++++ EXERCISE MATERIAL ++++

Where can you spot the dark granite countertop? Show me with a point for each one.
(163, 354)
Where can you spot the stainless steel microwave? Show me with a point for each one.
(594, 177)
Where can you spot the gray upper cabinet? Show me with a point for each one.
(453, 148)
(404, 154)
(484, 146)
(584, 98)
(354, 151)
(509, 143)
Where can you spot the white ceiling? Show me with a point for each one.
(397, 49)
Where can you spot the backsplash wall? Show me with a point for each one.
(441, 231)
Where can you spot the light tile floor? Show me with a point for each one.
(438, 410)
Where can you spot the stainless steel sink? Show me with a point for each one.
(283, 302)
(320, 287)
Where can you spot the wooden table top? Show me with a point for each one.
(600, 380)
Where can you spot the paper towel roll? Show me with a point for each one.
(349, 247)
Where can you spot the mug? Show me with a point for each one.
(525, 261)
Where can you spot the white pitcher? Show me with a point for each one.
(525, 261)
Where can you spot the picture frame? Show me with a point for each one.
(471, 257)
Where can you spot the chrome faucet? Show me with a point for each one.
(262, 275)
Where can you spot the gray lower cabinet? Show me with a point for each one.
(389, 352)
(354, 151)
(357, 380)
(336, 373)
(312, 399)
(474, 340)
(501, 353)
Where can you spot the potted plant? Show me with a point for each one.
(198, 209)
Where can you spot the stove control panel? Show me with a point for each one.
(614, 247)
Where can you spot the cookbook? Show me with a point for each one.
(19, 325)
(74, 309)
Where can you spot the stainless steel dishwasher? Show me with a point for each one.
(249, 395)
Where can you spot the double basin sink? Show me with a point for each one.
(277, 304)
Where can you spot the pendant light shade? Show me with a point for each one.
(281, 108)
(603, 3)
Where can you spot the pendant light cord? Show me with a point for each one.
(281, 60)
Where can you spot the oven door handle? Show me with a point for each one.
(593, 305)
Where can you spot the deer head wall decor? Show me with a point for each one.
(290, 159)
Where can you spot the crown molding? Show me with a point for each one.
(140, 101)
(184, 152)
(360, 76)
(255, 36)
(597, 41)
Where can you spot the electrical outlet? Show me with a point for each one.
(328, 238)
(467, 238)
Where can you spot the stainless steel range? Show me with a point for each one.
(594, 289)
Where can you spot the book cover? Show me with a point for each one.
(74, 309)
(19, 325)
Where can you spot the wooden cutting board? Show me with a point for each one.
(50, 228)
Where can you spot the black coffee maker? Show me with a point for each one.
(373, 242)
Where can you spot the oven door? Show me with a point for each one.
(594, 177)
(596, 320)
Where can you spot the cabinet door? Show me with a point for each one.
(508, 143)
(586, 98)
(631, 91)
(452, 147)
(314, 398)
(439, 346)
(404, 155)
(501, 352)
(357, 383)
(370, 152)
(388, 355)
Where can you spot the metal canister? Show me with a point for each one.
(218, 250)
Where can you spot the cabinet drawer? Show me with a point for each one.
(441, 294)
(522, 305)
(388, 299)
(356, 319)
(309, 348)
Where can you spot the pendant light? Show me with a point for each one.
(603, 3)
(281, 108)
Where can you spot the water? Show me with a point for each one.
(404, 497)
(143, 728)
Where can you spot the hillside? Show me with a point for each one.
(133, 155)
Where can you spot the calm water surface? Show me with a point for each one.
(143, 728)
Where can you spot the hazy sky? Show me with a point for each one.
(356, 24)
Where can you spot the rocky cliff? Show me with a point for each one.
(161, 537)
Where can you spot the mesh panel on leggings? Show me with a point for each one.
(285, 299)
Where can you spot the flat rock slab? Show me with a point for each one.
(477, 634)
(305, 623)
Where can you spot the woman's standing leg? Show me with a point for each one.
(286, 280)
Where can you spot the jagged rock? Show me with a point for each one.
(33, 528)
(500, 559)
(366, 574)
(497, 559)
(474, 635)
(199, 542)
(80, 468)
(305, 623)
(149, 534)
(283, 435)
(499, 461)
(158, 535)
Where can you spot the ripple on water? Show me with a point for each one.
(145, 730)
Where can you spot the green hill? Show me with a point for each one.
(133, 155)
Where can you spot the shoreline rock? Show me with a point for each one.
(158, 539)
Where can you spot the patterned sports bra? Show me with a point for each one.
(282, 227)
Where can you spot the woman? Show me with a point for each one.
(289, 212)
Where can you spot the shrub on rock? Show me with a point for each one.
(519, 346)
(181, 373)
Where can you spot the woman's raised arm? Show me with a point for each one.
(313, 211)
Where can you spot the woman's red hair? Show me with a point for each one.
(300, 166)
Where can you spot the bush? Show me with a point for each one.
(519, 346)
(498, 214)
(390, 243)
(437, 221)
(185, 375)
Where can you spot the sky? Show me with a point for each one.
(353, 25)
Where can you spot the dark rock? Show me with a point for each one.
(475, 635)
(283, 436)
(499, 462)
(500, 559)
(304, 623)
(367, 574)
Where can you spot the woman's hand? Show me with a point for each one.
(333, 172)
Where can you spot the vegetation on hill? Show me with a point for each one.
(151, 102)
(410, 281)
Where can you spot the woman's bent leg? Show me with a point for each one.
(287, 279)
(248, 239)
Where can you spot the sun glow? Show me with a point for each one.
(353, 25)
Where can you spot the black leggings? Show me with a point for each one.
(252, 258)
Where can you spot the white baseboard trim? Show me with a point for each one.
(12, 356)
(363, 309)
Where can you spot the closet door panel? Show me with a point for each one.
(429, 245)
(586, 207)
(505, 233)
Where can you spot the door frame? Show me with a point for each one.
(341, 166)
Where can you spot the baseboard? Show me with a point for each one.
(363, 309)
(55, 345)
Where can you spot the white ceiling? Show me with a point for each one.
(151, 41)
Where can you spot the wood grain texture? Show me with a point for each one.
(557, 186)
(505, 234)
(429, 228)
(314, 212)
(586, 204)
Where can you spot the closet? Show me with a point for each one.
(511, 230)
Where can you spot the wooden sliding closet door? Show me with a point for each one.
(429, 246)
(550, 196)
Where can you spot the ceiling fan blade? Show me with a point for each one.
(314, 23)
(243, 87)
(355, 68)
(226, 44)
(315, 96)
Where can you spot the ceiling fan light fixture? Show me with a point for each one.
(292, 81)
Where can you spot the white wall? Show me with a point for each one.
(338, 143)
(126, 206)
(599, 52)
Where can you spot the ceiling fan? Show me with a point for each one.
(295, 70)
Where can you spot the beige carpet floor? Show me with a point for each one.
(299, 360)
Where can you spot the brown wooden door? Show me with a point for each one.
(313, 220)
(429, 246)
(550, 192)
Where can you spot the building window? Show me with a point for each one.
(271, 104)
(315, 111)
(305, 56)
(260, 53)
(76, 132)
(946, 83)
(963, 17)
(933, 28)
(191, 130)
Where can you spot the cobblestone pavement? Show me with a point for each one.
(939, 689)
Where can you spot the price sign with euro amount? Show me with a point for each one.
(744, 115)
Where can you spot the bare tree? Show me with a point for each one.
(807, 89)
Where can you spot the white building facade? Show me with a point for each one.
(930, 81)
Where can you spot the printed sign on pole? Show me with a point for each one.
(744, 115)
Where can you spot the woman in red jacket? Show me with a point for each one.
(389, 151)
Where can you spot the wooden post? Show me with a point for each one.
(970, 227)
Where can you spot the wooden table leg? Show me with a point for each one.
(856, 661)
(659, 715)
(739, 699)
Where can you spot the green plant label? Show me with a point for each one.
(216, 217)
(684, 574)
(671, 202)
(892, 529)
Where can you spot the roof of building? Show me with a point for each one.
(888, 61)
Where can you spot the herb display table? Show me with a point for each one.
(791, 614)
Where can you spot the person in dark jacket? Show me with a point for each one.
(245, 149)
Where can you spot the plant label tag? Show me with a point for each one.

++++

Output the line that contains "Where can you spot the ceiling fan blade?", followed by every later line in the listing, with no line omitted and none added.

RESULT OF THIS TASK →
Where can you spot the ceiling fan blade? Show me with a point for each one.
(314, 23)
(243, 87)
(355, 68)
(226, 44)
(315, 96)
Where can you spot the ceiling fan light fixture? Show me with a point for each one.
(292, 81)
Where can you spot the white wall? Show me with a point for each one.
(338, 143)
(126, 206)
(599, 52)
Where can you spot the ceiling fan? Show me with a point for each one.
(295, 70)
Where can you spot the beige carpet floor? Show me with a point for each one.
(299, 360)
Where can you spot the brown wooden door? Show me with a point for each one.
(313, 220)
(429, 246)
(550, 192)
Where can you spot the building window? Show me with a point for each one.
(271, 104)
(315, 111)
(305, 56)
(260, 53)
(76, 132)
(946, 83)
(963, 17)
(933, 28)
(191, 130)
Where can you spot the cobblestone pavement? Show me with a point for each one.
(939, 689)
Where can you spot the price sign with euro amount? Show me with a point for each one.
(744, 115)
Where can you spot the bare tree? Show me with a point for each one.
(807, 89)
Where can you spot the white building facade? Show me with a point for each one.
(930, 81)
Where can you spot the printed sign on pole? Show me with a point for each one.
(744, 115)
Where can you spot the woman in red jacket? Show me with a point for each one.
(389, 151)
Where can you spot the wooden post? Show me with a point for each one.
(970, 227)
Where can you spot the wooden table leg? Show me with a point for each one.
(856, 661)
(659, 715)
(739, 699)
Where can you spot the green plant label? Show me with a point for each one.
(216, 217)
(684, 574)
(671, 202)
(892, 529)
Where can you spot the roof of building? Show me with a point for each one.
(888, 61)
Where can you spot the herb display table? Show me with a point for each one.
(791, 614)
Where can you spot the person in dark jacket? Show me with a point for each one.
(245, 149)
Where can you spot the plant label tag? Show me with a point for each one.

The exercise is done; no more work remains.